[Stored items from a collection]
•••••

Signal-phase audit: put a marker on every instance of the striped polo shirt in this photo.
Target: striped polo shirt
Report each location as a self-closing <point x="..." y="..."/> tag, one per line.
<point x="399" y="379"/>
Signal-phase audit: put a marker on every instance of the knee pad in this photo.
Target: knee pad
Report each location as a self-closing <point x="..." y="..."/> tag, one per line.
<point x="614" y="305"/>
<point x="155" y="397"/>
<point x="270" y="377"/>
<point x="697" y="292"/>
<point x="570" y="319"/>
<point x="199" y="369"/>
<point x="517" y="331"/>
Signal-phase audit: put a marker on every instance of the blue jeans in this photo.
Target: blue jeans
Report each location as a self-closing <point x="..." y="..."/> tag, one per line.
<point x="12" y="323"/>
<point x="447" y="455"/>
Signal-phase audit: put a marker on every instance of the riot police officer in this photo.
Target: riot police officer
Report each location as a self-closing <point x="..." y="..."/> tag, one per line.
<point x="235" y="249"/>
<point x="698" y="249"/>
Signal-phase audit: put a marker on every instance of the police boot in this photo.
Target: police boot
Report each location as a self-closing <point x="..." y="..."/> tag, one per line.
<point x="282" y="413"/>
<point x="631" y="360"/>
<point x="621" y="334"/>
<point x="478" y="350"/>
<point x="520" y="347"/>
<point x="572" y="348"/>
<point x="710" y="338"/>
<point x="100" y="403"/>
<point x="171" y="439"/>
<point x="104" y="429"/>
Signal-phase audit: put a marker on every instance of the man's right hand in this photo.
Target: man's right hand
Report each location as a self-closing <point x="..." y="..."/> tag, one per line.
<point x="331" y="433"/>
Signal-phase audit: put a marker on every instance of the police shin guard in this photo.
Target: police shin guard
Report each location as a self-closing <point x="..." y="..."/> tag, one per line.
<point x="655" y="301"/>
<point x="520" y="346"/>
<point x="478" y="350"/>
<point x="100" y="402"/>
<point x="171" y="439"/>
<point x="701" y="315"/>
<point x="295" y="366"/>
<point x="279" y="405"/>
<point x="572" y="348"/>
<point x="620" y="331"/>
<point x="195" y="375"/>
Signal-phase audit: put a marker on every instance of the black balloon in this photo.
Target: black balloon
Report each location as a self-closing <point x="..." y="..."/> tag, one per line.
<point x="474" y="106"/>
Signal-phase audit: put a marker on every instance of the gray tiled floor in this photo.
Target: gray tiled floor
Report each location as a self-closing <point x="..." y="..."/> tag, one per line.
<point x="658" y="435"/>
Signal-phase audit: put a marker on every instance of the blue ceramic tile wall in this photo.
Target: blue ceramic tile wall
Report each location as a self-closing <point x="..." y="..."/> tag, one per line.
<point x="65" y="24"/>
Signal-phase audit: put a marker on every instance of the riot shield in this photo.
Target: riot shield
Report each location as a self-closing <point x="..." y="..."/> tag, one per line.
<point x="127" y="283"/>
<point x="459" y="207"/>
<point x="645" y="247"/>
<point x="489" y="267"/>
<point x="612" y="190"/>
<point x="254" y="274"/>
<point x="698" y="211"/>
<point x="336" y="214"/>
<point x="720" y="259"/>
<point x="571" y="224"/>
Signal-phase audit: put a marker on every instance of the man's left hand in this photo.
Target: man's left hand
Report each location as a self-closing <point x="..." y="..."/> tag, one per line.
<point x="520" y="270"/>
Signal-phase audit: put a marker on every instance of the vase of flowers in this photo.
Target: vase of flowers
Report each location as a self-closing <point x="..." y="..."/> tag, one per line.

•••••

▶ _WORK INSTRUCTIONS_: Look over the records above and copy each line that includes the string "blue".

▶ _RESULT OF THE TASK_:
Signal-phase audit: put a marker on every instance of the blue jeans in this photo.
Target: blue jeans
Signal-phase audit: put a marker on every instance of the blue ceramic tile wall in this photo.
Target: blue ceramic tile wall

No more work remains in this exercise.